***** EXTRACT PROVIDED *****
BACKGROUND: Chronic Obstructive Pulmonary Disease (COPD) is characterised by increased neutrophilic inflammation. A potential novel anti-inflammatory target in COPD is phosphatidylinositol-3 kinase (PI3 kinase), which targets neutrophil function. This study evaluated the effects of selective PI3Kδ inhibition on COPD blood and sputum neutrophils both in the stable state and during exacerbations.
METHODS: Blood and sputum neutrophils from stable and exacerbating COPD patients were cultured with the corticosteroid dexamethasone, a pan PI3 kinase inhibitor (ZSTK474), a δ selective PI3 kinase inhibitor (GSK045) and a p38 mitogen activated protein (MAP) kinase inhibitor (BIRB 796); matrix metalloproteinase (MMP)-9 and reactive oxygen species (ROS) release were analysed.
***** RECORD SET *****
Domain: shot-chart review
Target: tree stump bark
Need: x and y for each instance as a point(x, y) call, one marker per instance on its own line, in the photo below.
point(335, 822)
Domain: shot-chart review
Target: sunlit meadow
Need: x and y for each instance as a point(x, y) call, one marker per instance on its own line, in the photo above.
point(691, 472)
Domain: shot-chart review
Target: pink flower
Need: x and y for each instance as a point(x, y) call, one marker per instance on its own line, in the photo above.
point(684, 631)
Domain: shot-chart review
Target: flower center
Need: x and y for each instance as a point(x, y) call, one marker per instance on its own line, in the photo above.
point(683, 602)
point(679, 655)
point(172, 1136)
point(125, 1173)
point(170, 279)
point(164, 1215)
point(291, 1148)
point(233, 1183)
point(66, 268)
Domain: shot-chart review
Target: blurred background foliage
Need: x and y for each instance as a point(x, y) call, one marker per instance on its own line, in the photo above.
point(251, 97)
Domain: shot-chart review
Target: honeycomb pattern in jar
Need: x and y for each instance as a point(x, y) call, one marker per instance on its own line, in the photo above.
*****
***** RECORD SET *****
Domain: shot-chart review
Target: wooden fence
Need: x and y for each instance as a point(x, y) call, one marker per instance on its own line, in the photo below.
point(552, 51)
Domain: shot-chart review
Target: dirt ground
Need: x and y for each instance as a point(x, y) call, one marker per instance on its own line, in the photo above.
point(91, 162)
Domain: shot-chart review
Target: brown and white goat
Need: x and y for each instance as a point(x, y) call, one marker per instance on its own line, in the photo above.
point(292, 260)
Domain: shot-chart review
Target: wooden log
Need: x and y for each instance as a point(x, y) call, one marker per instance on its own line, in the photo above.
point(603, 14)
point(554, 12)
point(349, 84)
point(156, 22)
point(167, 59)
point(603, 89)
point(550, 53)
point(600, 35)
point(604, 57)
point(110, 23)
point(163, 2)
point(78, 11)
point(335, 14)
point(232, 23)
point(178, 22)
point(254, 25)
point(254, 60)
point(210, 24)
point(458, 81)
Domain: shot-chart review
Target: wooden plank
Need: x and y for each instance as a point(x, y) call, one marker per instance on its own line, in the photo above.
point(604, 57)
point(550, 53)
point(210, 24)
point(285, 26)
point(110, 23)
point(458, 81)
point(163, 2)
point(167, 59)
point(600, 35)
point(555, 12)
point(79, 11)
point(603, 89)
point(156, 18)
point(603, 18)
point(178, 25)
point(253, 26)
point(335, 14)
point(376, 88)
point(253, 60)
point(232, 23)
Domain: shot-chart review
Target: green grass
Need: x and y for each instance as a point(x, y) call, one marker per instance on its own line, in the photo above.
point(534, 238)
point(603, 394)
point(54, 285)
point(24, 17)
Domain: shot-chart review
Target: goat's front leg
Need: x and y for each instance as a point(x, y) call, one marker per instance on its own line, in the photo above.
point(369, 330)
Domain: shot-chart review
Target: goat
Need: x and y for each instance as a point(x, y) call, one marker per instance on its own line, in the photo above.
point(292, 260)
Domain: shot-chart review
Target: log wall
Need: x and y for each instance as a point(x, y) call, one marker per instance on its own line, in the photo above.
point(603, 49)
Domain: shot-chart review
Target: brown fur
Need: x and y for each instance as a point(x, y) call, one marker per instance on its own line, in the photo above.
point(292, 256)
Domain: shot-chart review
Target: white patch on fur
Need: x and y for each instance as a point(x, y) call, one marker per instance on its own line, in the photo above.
*****
***** RECORD SET *****
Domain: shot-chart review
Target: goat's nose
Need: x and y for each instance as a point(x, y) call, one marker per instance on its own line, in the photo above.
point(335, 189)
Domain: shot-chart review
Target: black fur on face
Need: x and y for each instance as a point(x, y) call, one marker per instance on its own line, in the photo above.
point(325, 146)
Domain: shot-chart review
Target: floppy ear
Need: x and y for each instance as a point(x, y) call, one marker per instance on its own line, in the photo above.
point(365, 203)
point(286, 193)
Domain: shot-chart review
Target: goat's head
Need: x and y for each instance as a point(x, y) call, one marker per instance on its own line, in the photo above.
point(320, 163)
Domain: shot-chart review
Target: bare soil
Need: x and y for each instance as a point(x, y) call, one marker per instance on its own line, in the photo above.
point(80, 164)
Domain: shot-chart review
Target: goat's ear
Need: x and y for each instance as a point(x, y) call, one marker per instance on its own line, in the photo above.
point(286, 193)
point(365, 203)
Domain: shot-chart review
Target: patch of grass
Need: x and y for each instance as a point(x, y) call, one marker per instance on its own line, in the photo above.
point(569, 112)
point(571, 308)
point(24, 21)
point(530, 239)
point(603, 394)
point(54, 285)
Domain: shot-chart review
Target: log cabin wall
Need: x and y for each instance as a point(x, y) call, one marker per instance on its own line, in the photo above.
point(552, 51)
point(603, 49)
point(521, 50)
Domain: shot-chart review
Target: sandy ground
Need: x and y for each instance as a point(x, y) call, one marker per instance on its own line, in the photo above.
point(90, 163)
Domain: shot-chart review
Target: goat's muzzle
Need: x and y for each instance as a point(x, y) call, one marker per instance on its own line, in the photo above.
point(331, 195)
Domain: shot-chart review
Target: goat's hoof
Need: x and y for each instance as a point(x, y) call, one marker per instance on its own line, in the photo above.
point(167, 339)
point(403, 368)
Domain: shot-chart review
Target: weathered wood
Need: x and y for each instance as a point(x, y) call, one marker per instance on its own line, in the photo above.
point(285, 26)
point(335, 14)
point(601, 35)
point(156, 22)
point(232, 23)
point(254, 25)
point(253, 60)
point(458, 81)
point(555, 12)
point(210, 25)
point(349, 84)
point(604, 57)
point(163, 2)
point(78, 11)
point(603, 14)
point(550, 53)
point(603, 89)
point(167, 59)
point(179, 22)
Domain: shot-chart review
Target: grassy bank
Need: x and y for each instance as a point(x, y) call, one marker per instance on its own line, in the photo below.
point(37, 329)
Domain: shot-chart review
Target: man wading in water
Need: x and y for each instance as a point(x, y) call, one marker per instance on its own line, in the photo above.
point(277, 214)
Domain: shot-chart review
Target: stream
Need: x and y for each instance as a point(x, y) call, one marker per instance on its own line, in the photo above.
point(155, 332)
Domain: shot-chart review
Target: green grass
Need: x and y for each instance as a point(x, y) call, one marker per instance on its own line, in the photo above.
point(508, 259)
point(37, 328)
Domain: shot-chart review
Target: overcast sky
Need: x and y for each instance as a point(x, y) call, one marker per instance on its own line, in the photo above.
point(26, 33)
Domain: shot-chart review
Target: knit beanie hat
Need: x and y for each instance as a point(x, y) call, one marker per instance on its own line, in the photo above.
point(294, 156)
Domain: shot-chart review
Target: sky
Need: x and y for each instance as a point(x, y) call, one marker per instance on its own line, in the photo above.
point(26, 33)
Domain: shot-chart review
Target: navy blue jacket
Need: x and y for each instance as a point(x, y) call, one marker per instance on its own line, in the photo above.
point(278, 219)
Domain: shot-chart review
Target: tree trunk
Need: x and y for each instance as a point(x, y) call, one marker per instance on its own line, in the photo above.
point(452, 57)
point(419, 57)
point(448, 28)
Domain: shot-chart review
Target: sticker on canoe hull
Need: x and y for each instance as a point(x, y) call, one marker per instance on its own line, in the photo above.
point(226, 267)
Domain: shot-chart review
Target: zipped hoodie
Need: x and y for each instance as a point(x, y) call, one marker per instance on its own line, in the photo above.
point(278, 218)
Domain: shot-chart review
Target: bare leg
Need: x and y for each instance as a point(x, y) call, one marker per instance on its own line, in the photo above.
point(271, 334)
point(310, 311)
*****
* _EXERCISE TASKS_:
(1) Copy the text of the COPD abstract between "BACKGROUND: Chronic Obstructive" and "release were analysed.", inclusive.
(2) In the COPD abstract, what is the name of the δ selective PI3 kinase inhibitor?
(3) Pick up the COPD neutrophil abstract after its final sentence and keep writing.

* _ANSWER SET_:
(1)
BACKGROUND: Chronic Obstructive Pulmonary Disease (COPD) is characterised by increased neutrophilic inflammation. A potential novel anti-inflammatory target in COPD is phosphatidylinositol-3 kinase (PI3 kinase), which targets neutrophil function. This study evaluated the effects of selective PI3Kδ inhibition on COPD blood and sputum neutrophils both in the stable state and during exacerbations.
METHODS: Blood and sputum neutrophils from stable and exacerbating COPD patients were cultured with the corticosteroid dexamethasone, a pan PI3 kinase inhibitor (ZSTK474), a δ selective PI3 kinase inhibitor (GSK045) and a p38 mitogen activated protein (MAP) kinase inhibitor (BIRB 796); matrix metalloproteinase (MMP)-9 and reactive oxygen species (ROS) release were analysed.

(2) GSK045

(3)
RESULTS: PI3Kδ inhibition significantly reduced MMP-9, intracellular ROS and extracellular ROS release from blood neutrophils (45.6%, 30.1% and 47.4% respectively; p<0.05) and intracellular ROS release from sputum neutrophils (16.6%; p<0.05) in stable patients. PI3Kδ selective inhibition significantly reduced stimulated MMP-9 (36.4%; p<0.05) and unstimulated and stimulated ROS release (12.6 and 26.7%; p<0.05) from blood neutrophils from exacerbating patients. The effects of the p38 MAP kinase inhibitor and dexamethasone in these experiments were generally lower than PI3Kδ inhibition.
CONCLUSION: PI3Kδ selective inhibition is a potential strategy for targeting glucocorticoid insensitive MMP-9 and ROS secretion from COPD neutrophils, both in the stable state and during exacerbations.